Consigna a — Según el fragmento proporcionado, ¿en qué año se hizo enviar Rimbaud una cámara desde Europa?

Fragmento proporcionado —
▼
Es posible que, en estos tiempos, la fotografía haya heredado de la pintura una relación que se supone privilegiada con la poesía. También es posible que esa relación no haya existido más que en la mente de los tratadistas. Pero lo cierto es que por varios modos los poetas de la modernidad establecieron relación con la fotografía, y no precisamente los peores entre ellos. Les propongo que hagamos un pequeño repaso de los diversos modos en que los poetas de los siglos XIX y XX se acercaron a la cámara.
El primero, y tal vez el menos obvio, es el que se refiere a su propia tarea como fotógrafos. Artur Rimbaud, por ejemplo, demostró un gran interés por la fotografía durante su estancia en África, en parte como medio para documentar sus expediciones por zonas hasta entonces no holladas por los europeos, en parte con fines comerciales. De la cámara, que se hizo enviar desde Europa en 1882, tenemos noticia por su correspondencia familiar, así como sabemos que ya no la tenía en 1885. El poeta, en esos años, hizo retratos, algún autorretrato esquivo, y paisajes de Harar, donde residía.
▲
(Filas del conjunto de datos para señalar objetos)
▼
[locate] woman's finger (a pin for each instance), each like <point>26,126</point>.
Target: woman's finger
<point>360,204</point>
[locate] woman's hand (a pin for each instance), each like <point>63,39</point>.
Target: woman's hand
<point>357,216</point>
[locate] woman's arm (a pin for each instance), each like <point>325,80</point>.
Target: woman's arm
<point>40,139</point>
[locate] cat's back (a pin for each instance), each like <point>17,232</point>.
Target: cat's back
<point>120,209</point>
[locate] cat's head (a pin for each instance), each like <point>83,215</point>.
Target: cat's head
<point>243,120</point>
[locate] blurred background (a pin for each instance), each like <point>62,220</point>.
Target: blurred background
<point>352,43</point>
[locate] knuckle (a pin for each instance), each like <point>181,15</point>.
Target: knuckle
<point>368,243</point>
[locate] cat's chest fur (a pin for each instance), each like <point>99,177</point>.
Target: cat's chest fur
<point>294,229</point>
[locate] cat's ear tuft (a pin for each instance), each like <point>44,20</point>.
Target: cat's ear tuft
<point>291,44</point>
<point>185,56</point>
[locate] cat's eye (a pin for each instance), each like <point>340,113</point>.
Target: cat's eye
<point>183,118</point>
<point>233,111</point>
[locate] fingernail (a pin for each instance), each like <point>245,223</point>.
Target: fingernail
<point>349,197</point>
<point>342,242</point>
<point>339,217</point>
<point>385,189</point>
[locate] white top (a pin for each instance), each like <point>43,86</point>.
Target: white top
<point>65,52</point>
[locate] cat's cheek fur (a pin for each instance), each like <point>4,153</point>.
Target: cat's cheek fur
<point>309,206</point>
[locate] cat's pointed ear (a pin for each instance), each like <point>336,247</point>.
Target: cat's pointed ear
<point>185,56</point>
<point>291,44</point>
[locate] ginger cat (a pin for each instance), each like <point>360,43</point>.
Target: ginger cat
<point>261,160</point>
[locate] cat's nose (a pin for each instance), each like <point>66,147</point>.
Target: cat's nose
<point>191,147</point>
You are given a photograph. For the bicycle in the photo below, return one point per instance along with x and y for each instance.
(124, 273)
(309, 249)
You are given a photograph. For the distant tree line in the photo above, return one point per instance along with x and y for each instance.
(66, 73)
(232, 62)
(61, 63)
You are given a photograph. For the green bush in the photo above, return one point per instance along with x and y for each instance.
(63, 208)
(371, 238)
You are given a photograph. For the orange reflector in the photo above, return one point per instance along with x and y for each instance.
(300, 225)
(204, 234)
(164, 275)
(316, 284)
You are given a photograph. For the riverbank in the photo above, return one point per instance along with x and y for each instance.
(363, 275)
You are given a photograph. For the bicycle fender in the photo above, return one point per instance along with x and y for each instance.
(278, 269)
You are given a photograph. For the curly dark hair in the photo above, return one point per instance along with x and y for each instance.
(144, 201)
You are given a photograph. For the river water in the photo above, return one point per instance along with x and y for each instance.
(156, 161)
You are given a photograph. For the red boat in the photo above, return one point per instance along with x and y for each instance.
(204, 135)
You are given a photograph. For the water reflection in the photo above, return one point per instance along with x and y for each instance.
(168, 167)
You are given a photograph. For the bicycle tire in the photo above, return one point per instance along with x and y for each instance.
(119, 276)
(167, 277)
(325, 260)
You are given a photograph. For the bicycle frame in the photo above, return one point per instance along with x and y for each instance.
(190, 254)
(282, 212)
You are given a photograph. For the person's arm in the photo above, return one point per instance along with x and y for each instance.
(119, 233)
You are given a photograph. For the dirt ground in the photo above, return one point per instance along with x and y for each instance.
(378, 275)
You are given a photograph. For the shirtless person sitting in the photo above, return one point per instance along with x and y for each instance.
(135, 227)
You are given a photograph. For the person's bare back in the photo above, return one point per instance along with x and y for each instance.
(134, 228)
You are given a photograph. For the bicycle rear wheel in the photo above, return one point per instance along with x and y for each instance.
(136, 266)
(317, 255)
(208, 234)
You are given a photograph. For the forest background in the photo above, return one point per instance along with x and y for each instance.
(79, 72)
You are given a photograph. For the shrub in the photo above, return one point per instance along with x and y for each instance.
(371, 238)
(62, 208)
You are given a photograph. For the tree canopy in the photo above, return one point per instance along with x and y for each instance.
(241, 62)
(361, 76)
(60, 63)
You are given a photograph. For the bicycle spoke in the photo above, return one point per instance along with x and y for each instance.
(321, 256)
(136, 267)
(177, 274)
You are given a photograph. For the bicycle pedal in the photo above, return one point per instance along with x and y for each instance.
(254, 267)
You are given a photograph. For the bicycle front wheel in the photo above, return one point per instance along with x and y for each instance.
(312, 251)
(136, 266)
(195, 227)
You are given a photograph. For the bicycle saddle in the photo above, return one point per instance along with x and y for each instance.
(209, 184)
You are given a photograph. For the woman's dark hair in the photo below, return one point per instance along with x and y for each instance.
▲
Consigna b — Duplica los registros desde su primera línea hasta la línea que contiene "<point>368,243</point>", incluida esta última.

Solución escrita a — En 1882.

Solución escrita b —
[locate] woman's finger (a pin for each instance), each like <point>26,126</point>.
Target: woman's finger
<point>360,204</point>
[locate] woman's hand (a pin for each instance), each like <point>63,39</point>.
Target: woman's hand
<point>357,216</point>
[locate] woman's arm (a pin for each instance), each like <point>325,80</point>.
Target: woman's arm
<point>40,139</point>
[locate] cat's back (a pin for each instance), each like <point>17,232</point>.
Target: cat's back
<point>120,209</point>
[locate] cat's head (a pin for each instance), each like <point>83,215</point>.
Target: cat's head
<point>243,120</point>
[locate] blurred background (a pin for each instance), each like <point>62,220</point>.
Target: blurred background
<point>352,43</point>
[locate] knuckle (a pin for each instance), each like <point>181,15</point>.
Target: knuckle
<point>368,243</point>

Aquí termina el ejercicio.